[Point-per-instance localization data]
──────────────────────────────

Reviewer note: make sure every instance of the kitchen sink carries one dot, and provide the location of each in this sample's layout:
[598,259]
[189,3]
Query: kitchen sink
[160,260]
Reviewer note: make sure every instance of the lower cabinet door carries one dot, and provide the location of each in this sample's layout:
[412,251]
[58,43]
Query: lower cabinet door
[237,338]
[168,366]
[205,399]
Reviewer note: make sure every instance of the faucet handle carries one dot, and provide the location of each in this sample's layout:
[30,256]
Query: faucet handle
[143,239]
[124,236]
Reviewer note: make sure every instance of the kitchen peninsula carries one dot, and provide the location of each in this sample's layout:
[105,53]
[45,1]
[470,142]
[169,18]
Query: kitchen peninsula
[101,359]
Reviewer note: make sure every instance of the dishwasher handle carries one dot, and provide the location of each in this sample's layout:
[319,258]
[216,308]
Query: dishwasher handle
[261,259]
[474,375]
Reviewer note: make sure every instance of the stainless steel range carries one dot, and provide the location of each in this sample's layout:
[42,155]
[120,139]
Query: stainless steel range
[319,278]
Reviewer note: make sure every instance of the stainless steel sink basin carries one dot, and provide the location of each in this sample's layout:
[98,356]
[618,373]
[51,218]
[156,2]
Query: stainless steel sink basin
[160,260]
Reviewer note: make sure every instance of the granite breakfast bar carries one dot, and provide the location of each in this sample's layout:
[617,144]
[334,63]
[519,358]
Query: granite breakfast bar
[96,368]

──────────────────────────────

> [WORK ITEM]: An exact transcription of all the entries is needed.

> [RESPONSE TO THIS EXERCISE]:
Reviewer note: make sure every instance of the kitchen sink carries one dot, and provide the location of each in this sample's layout:
[598,259]
[189,3]
Query: kitchen sink
[160,260]
Reviewer note: make sure every instance of the lower cabinet door carries one dot, and provide the location of each in this sample's layout:
[412,251]
[58,43]
Query: lower cabinet door
[237,338]
[168,366]
[205,399]
Reviewer note: make sure every instance of the faucet handle carries one dot, and provide the location of each in this sample's layout:
[30,256]
Query: faucet handle
[143,239]
[124,236]
Reviewer note: make sure every instance of the kitchen peninsula carries one dot, and provide the location of each in this sample's layout:
[105,53]
[45,1]
[470,142]
[169,18]
Query: kitchen peninsula
[101,359]
Reviewer note: make sure every instance of the dishwasher handle carries one dot, and provide the location of each in this sample's layout:
[319,258]
[216,308]
Query: dishwasher handle
[261,259]
[474,375]
Reviewer note: make sure every instance of the stainless steel range carries one dot, and provide the location of each in this sample's layout:
[42,155]
[120,139]
Query: stainless steel range
[319,278]
Reviewer note: make sure every instance of the stainless steel sink basin carries one dot, and provide the location of each in this sample's layout:
[98,356]
[618,373]
[51,218]
[156,2]
Query: stainless steel sink basin
[160,260]
Reviewer note: make sure every instance of the granite breakfast bar carries one dot, and provide the location of each in this sample's layout:
[617,144]
[334,63]
[519,358]
Query: granite breakfast bar
[96,368]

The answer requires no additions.